* [Fragmento del texto]:
La avaricia es el amor desordenado de los bienes terrenos. Para saber en qué consiste el desorden de la avaricia es menester considerar el fin para el que el Señor concedió al hombre los bienes temporales.
A).- El fin que Dios se propuso es de dos clases: nuestro provecho propio y el de nuestros hermanos.
Los bienes de la tierra le fueron dados al hombre para que remediara sus necesidades temporales del alma y del cuerpo, para conservar su vida y la de los que dependen de él, y para procurarse los medios de cultivar su entendimiento y sus otras facultades. De estos bienes:
Unos son necesarios para el presente o para el porvenir; tenemos el deber de adquirirlos con un trabajo honrado.
Otros son útiles para acrecentar progresivamente nuestros recursos, asegurar nuestro bienestar o el de los demás, contribuir al bien público fomentando las ciencias o las artes. No está prohibido desearlos para un fin honesto, siempre que se dé la parte correspondiente a los pobres y a las obras de celo y de beneficencia.
Estos bienes también nos fueron dados para remediar a aquellos de nuestros hermanos que están en la indigencia. Somos, pues, en cierto modo, los tesoreros de la Providencia, y debemos gastar nuestros bienes superfluos en socorrer a los pobres.
B).- Ahora ya nos es más fácil exponer dónde se halla el desorden en el amor desordenado de los bienes terrenales.
Hay a veces desorden en la intención: deseando las riquezas por ellas mismas, como fin, o para fines intermedios que convertimos en fin último, por ejemplo, para procurarnos los placeres y los honores. Si en esto paramos la intención, si no consideramos la riqueza como un medio de conseguir bienes de mayor monta, es una especie de idolatría, el culto del becerro de oro: no vivimos sino para el dinero.

* [Datos proporcionados]:
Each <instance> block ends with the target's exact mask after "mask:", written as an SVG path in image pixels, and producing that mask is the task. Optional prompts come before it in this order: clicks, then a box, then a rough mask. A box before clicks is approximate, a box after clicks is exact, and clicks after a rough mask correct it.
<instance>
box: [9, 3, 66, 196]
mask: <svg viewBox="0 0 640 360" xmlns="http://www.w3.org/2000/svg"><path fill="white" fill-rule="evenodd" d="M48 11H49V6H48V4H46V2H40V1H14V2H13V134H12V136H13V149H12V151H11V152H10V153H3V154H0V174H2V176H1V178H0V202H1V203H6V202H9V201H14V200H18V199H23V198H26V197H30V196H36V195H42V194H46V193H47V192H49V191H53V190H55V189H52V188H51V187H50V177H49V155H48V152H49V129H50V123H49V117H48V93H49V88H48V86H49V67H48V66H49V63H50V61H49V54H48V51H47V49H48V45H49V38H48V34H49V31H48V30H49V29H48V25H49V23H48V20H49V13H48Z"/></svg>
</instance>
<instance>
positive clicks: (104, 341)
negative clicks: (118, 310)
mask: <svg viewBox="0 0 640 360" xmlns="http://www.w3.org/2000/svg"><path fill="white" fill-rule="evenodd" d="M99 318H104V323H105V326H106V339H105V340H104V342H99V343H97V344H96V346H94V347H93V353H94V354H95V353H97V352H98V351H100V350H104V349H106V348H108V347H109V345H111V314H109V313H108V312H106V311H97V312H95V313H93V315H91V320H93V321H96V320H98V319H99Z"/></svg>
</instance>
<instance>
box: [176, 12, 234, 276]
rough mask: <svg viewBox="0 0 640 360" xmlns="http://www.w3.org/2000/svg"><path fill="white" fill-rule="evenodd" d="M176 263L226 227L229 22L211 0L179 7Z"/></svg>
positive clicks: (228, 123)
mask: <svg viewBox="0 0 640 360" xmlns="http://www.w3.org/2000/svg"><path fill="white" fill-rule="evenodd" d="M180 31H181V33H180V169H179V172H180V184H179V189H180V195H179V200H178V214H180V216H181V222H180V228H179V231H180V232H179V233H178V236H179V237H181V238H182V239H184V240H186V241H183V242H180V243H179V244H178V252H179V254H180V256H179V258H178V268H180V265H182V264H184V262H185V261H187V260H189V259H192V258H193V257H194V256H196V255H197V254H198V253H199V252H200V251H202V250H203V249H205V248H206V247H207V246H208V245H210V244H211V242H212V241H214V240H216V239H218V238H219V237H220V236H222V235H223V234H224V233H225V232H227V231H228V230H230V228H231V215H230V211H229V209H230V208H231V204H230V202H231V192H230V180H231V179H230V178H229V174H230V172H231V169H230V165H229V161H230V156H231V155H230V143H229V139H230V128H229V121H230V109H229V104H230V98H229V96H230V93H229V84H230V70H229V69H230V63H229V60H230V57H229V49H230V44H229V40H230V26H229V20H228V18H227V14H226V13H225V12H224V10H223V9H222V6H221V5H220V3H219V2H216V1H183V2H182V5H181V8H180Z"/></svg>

* [Consigna A]:
Según el texto sobre la avaricia, ¿cuáles son las dos clases de fin que Dios se propuso al dar al hombre los bienes temporales?
* [Consigna B]:
Transcribe del texto sobre la avaricia todo lo que va desde "Estos bienes también" hasta "para el dinero.".

* [Respuesta escrita A]:
Nuestro provecho propio y el de nuestros hermanos.

* [Respuesta escrita B]:
Estos bienes también nos fueron dados para remediar a aquellos de nuestros hermanos que están en la indigencia. Somos, pues, en cierto modo, los tesoreros de la Providencia, y debemos gastar nuestros bienes superfluos en socorrer a los pobres.
B).- Ahora ya nos es más fácil exponer dónde se halla el desorden en el amor desordenado de los bienes terrenales.
Hay a veces desorden en la intención: deseando las riquezas por ellas mismas, como fin, o para fines intermedios que convertimos en fin último, por ejemplo, para procurarnos los placeres y los honores. Si en esto paramos la intención, si no consideramos la riqueza como un medio de conseguir bienes de mayor monta, es una especie de idolatría, el culto del becerro de oro: no vivimos sino para el dinero.